**Study text:**
=-=-=-=-=
Classification (UEA 29 Datasets, Figure 5)¶

Method	Parameters	Mean Accuracy
VQShape	~37M	0.701
MOMENT	~110M	0.675
UniTS	~10M	0.634
TSPulse	~1M	0.733 (+5–16%)

Imputation (6 LTSF Benchmarks, Figure 6 — Hybrid Masking)¶

Method	Setting	Mean MSE↓
MOMENT	ZS	0.276
UniTS (PMT)	PMT	0.170
TSPulse	ZS	0.074 (+56–73%)
TimesNet	FT	0.080
TSPulse	FT	0.039 (+49–51%)

Ablation Study (Table 1)¶

Classification Ablation:

Variant	Accuracy	Drop
TSPulse (Full)	0.747	-
w/o Short Embedding	0.689	-8%
w/o Long Embedding	0.681	-10%
w/o Masking	0.691	-8%
w/o CM Identity Init	0.685	-9%
w/o TSLens (Avg-Pool)	0.675	-11%
w/o TSLens (Max-Pool)	0.645	-16%
w/o Dual-space	0.696	-7%

Efficiency Comparison (Table 23)¶

Model	Params (M)	GPU Inference (ms)	CPU Inference (s)	Memory (GB)
TSPulse	1.06	7.16	0.06	0.39
MOMENT (small)	35.34 (33×)	32.57 (5×)	2.74 (46×)	0.56
MOMENT (large)	341.24 (322×)	405.42 (57×)	21.98 (366×)	2.30
Chronos (tiny)	8.39 (8×)	39.81 (6×)	66.15 (1103×)	2.91

Key Findings¶

1M parameters outperforms models 10–100× larger: model size is not the sole determinant of performance; architectural design is equally critical.
Dual-space learning is essential: removing the frequency-domain branch causes a 7% drop in classification and an 8% drop in imputation.
Hybrid masking pre-training is the key to imputation performance: pure block masking leads to a 79% collapse under hybrid-masking evaluation.
TSLens significantly outperforms standard pooling: drops of -11% (avg-pool) and -16% (max-pool) validate the value of learned attention.
Semantic embeddings from register tokens are robust to distortion: insensitive to noise, amplitude variation, and temporal shift, while remaining sensitive to frequency and shape.

Highlights & Insights¶

"Small but mighty" philosophy: 1M parameters suffices — the key lies in elegant architectural design (dual-space, dual-embedding, multi-head triangulation).
=-=-=-=-=
**Problem details:** Continue the TSPulse results summary with its next part, picking up after the "Small but mighty" highlight.
=-=-=-=-=
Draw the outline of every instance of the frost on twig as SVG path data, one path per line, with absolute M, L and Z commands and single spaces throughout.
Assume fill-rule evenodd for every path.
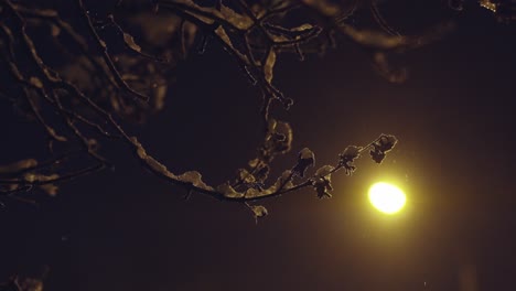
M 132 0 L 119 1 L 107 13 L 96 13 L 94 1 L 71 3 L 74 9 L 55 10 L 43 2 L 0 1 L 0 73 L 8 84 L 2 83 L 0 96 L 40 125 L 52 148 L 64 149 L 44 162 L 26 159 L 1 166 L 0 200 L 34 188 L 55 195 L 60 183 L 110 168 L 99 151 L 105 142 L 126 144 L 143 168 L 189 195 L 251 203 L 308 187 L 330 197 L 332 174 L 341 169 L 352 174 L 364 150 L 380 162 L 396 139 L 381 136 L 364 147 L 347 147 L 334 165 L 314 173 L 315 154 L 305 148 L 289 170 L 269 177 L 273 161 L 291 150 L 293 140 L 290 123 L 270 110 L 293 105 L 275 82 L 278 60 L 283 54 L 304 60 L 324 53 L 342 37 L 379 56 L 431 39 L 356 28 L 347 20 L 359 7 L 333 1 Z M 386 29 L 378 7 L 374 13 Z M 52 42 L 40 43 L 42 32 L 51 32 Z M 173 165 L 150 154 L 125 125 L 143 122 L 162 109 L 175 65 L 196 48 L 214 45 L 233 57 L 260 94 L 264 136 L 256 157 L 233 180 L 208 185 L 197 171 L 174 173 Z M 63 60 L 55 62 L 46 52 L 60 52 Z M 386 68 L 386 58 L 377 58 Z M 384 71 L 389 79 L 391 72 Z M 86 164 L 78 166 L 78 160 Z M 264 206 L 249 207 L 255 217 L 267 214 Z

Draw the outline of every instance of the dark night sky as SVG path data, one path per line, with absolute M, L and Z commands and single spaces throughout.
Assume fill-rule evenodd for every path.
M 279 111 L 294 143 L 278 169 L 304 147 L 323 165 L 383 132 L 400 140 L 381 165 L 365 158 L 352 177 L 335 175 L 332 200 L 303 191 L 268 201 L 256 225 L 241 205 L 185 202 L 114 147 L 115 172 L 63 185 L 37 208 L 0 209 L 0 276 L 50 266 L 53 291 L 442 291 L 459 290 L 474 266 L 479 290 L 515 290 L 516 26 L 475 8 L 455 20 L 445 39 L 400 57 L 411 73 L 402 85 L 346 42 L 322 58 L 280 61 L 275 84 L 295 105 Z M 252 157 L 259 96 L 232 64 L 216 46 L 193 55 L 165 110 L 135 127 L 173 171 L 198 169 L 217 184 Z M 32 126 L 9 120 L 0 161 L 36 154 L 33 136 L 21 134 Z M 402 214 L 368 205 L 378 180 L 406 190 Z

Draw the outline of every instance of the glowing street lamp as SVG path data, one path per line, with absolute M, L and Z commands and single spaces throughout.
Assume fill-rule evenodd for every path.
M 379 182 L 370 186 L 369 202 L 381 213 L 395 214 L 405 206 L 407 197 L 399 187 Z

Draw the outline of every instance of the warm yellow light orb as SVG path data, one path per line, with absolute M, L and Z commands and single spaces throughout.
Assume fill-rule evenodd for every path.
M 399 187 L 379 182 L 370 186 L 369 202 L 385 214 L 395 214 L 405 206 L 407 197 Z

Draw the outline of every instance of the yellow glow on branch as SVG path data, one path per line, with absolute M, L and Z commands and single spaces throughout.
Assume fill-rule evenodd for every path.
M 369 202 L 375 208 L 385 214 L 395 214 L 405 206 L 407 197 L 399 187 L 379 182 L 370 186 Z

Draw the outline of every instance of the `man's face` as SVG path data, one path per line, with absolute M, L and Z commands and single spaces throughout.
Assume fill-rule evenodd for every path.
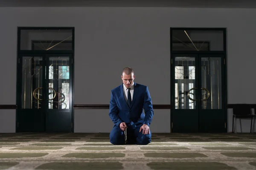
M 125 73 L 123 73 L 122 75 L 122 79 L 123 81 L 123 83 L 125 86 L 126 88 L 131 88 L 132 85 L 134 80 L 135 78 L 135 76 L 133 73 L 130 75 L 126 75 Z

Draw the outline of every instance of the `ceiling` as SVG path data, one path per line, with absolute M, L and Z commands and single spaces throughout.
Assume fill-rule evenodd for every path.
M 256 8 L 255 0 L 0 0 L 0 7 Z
=-=-=-=-=
**Exercise response:**
Value of disentangled representations: the separation of fine-grained embeddings from semantic embeddings allows different tasks to select the most suitable representations.
Elegance of multi-head triangulation: different reconstruction heads are naturally suited to detecting different anomaly types; their fusion outperforms any single perspective.
Zero-shot surpasses trained models: TSPulse's zero-shot anomaly detection outperforms all models trained on the target data.
CPU-friendly: a 0.06-second CPU inference time enables GPU-free deployment.
IBM Granite series: open-sourced on HuggingFace, offering strong practical utility.

Limitations & Future Work¶

Forecasting tasks are currently not addressed, though the viability of compact models for forecasting has been established by TTM.
Pre-training data primarily covers specific domains (energy, transportation, etc.); transferability to other domains remains to be validated.
The two-stage design of univariate pre-training followed by multivariate fine-tuning may not be optimal.
Incremental learning capability is absent: the model cannot continuously update without forgetting prior knowledge.
Few-shot classification capability warrants further exploration.
Cross-modal fusion (e.g., time series + text) is a promising direction for future work.

TTM (Tiny Time Mixers): a pioneer in compact time series pre-trained models, but limited to forecasting tasks.
MOMENT: a general-purpose time series foundation model based on a T5-encoder architecture, with 35–341M parameters.
Chronos: a T5-style encoder-decoder focused on forecasting, ranging from 0.06M to 709M parameters.
UniTS: a prompt-tuned multi-task model.
TSMixer: the backbone network of TSPulse, adopting the MLP-Mixer paradigm as an alternative to Transformers.
Insight: compact models + task-specialized pre-training + carefully designed post-processing components constitute an efficient and powerful foundation model design paradigm.

Rating¶

Novelty: ⭐⭐⭐⭐⭐ (dual-space dual-embedding disentanglement + multi-head triangulation + hybrid masking — a combination of multiple innovations)
Experimental Thoroughness: ⭐⭐⭐⭐⭐ (75+ datasets, 4 major tasks, comprehensive ablations, efficiency analysis, embedding sensitivity analysis)
Writing Quality: ⭐⭐⭐⭐ (thorough content, clear logic, exceptionally rich appendix)
Value: ⭐⭐⭐⭐⭐ (1M-parameter model surpasses models 100× larger; open-sourced and deployment-friendly)